(Aim of the exercise):
Line by line, retype the data exactly as it is given.

(Data entries)

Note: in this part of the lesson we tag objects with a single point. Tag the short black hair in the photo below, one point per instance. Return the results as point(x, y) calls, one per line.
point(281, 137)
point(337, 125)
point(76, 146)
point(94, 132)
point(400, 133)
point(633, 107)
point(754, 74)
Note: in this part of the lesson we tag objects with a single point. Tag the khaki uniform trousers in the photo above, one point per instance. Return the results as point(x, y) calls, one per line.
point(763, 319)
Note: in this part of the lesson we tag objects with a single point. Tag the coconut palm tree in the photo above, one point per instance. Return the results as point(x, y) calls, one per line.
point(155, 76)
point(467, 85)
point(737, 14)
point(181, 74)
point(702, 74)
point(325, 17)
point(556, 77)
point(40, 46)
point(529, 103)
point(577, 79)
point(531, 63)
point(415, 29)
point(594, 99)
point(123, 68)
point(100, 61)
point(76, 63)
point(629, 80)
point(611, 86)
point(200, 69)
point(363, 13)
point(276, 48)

(Solution to the exercise):
Note: in this part of the lesson we tag objects with a single point. Tag the short black hair in the photo below, one point per instance. Return the results as point(x, y) calls, one per line.
point(281, 137)
point(337, 125)
point(76, 146)
point(94, 132)
point(400, 133)
point(633, 107)
point(754, 74)
Note: in this part of the lesson we tag objects with a single point. Tag the khaki uniform trousers in the photo above, one point per instance. Return the results as point(x, y) calls, one per line.
point(763, 319)
Note: in this part of the lesson we tag objects with a single point. Tag the coconut palm tree in the photo above, one point per instance. Return the results as point(x, y) calls, one per line.
point(155, 76)
point(467, 85)
point(737, 14)
point(181, 74)
point(702, 74)
point(325, 17)
point(556, 77)
point(40, 46)
point(529, 103)
point(577, 79)
point(531, 63)
point(415, 29)
point(594, 99)
point(123, 68)
point(100, 61)
point(76, 63)
point(629, 80)
point(611, 86)
point(200, 69)
point(363, 13)
point(276, 48)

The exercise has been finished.